Stored records:
↓
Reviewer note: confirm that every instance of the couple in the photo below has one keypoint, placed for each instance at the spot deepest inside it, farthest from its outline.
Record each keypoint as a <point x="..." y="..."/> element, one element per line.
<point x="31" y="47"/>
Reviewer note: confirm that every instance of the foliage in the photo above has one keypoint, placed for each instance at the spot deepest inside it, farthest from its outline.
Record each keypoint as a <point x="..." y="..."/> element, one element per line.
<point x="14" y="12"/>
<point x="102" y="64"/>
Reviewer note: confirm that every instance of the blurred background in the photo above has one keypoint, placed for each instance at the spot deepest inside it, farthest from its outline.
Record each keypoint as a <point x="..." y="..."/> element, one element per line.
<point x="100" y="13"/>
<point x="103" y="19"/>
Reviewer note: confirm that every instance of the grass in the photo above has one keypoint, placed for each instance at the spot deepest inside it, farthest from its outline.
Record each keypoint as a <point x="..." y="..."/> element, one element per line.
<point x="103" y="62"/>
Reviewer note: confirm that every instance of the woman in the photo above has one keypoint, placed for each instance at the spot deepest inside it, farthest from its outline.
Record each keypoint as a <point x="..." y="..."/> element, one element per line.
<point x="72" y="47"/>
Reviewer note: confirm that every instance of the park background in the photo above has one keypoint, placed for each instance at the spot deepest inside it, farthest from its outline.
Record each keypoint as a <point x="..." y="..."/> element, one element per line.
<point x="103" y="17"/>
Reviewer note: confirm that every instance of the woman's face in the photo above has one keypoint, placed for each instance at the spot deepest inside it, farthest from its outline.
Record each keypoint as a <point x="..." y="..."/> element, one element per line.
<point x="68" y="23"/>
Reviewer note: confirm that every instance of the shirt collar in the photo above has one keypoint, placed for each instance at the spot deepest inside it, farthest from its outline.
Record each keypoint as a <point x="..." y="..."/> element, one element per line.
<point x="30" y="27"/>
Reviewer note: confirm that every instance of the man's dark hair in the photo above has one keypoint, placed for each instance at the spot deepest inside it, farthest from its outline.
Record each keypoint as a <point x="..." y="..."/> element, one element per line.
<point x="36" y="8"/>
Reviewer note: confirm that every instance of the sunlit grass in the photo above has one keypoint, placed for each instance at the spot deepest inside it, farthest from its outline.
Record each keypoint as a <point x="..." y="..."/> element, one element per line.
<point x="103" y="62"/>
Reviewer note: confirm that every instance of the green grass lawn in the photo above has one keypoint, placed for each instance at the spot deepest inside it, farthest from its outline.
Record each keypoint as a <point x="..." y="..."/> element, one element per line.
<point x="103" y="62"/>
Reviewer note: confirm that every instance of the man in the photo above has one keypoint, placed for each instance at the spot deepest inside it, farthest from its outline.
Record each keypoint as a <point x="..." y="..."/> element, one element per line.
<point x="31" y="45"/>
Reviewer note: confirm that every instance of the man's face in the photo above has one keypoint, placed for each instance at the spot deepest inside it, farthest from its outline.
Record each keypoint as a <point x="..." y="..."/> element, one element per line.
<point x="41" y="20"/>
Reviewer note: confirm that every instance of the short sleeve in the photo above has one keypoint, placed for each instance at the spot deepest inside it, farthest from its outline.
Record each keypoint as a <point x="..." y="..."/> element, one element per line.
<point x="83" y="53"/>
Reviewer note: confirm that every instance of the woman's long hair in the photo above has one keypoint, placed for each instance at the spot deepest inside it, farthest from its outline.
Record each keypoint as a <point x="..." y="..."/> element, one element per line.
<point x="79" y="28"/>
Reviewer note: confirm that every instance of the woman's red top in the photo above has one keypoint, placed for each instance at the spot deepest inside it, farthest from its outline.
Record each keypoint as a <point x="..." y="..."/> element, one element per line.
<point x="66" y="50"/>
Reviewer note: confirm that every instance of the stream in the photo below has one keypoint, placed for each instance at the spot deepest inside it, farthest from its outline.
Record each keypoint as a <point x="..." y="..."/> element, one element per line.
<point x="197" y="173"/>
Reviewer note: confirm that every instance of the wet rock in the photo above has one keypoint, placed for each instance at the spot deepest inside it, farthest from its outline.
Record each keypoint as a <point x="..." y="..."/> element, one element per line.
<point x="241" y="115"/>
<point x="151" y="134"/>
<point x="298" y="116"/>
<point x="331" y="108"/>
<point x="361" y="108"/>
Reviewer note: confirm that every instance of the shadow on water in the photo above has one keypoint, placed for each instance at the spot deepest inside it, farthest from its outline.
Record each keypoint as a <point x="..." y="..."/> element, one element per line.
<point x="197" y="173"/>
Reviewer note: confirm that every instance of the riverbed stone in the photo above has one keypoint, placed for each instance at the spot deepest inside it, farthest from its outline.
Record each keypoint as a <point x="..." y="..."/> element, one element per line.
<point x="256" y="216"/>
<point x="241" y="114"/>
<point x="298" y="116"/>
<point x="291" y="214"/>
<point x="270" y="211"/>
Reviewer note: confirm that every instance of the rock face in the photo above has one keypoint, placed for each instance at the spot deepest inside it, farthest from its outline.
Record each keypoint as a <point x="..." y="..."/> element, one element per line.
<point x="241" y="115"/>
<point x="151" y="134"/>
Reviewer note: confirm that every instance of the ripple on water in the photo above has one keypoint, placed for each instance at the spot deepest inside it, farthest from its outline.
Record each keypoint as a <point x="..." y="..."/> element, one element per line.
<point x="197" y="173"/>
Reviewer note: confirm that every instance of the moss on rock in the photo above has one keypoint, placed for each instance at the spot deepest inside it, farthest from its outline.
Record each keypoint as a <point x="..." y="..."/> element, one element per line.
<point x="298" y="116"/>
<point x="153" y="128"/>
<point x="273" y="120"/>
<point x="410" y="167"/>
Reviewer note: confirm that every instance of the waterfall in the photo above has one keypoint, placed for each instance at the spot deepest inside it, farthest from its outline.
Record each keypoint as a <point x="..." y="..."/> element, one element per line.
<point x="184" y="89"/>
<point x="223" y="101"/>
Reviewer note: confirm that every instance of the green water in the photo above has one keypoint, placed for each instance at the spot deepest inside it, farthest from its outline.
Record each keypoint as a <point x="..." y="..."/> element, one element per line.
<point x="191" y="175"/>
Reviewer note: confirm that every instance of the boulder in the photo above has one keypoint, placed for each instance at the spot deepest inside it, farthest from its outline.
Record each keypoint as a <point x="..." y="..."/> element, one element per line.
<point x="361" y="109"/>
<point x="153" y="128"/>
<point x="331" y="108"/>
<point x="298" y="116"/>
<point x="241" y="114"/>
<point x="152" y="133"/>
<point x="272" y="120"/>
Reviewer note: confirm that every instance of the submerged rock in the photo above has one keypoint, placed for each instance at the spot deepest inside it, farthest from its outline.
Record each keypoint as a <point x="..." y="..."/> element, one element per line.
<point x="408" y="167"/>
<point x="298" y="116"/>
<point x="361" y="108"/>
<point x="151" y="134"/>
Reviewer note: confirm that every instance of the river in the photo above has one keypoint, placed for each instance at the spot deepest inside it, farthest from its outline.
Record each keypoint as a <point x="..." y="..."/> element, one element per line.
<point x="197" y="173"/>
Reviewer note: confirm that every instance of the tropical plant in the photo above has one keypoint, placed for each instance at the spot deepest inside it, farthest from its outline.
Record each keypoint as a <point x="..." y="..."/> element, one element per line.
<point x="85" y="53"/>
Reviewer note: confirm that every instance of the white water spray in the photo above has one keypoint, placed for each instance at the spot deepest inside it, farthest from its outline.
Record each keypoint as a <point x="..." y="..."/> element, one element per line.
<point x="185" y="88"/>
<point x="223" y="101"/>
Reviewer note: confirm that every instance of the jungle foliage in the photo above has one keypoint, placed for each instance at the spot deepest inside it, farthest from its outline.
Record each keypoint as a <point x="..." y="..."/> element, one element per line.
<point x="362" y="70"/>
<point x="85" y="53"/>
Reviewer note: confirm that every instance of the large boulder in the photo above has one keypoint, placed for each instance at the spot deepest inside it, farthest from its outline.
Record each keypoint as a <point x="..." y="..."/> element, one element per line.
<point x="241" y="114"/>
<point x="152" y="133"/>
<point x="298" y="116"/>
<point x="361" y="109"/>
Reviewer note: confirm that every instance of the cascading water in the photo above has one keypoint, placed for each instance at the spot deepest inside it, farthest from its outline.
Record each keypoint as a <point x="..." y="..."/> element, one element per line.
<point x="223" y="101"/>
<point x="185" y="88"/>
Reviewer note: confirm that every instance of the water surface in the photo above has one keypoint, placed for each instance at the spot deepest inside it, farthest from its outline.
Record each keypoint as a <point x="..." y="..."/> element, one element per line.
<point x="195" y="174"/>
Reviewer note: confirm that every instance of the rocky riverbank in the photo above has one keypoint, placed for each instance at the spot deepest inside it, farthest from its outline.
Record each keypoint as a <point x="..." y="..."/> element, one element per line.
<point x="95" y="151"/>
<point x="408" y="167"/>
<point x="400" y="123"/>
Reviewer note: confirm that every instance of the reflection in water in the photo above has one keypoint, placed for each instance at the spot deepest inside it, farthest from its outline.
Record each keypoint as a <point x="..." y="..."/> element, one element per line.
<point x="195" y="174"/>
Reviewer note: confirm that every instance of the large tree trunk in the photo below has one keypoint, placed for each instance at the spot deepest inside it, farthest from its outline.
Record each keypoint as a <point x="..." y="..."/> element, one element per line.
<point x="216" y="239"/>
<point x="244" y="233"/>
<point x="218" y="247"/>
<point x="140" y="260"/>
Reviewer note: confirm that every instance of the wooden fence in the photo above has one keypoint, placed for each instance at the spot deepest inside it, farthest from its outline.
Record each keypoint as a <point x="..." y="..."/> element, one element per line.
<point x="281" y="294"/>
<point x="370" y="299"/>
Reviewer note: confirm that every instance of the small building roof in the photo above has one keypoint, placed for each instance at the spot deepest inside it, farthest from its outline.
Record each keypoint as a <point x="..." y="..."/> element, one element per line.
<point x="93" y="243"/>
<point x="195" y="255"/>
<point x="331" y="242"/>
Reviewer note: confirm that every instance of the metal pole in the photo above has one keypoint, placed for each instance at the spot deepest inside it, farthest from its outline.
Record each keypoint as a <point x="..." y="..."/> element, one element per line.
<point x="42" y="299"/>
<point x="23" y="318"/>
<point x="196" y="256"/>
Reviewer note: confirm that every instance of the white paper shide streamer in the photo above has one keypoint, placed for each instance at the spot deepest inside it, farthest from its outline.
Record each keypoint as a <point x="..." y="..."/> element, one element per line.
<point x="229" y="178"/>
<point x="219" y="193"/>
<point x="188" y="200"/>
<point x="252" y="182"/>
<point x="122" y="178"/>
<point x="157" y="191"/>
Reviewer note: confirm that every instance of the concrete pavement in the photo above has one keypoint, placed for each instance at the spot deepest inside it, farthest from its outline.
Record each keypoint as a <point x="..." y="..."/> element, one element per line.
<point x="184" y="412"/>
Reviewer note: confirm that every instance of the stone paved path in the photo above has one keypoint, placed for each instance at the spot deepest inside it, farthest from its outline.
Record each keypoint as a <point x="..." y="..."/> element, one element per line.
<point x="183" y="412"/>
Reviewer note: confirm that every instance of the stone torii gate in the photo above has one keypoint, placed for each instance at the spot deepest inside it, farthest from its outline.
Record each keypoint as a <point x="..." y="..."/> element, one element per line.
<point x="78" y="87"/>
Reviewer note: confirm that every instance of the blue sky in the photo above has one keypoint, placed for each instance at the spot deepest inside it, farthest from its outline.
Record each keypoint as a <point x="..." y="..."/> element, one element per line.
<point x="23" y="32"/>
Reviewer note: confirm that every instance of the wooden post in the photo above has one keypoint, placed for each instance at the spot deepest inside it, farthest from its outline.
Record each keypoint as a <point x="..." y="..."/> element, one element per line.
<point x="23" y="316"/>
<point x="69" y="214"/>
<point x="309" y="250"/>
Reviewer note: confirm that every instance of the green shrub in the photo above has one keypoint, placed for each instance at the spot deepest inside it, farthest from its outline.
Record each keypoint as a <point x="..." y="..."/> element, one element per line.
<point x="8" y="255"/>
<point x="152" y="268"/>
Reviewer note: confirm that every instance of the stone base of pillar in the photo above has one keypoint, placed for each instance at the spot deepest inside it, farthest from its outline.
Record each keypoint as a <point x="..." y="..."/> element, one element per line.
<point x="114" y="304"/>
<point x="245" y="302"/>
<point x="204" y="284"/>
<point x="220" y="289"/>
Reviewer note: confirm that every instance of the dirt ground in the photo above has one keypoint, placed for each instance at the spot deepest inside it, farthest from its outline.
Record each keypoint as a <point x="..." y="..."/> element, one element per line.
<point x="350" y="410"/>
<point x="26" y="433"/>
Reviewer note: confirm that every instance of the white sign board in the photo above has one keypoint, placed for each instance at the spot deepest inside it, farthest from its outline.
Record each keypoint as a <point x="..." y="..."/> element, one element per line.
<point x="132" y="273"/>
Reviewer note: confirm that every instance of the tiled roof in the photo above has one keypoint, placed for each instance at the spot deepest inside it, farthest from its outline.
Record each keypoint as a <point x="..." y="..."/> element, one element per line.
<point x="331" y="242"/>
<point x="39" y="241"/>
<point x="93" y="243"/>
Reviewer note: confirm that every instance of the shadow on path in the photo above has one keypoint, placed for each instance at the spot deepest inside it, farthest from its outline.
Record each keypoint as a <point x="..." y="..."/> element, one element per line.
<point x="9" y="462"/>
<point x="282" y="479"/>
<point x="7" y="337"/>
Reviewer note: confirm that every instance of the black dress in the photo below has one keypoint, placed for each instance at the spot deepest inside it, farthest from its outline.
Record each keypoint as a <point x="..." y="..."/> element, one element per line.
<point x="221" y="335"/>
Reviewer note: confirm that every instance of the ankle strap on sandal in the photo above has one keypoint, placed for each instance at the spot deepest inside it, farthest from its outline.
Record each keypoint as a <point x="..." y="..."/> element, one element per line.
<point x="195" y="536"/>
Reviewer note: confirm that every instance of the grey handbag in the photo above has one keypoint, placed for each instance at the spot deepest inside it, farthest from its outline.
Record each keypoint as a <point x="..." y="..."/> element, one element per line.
↑
REQUIREMENT: Which lines above include the word "roof"? Return each one.

OUTPUT OF THE EXERCISE:
Reviewer note: confirm that every instance of the small building roof in the photo above has one keypoint, placed for each instance at the spot deepest inside it, farthest from its outline.
Reviewer note: confirm that every instance of the tiled roof in the photo above has one keypoint, placed for each instance at the spot deepest inside it, farthest from its outline.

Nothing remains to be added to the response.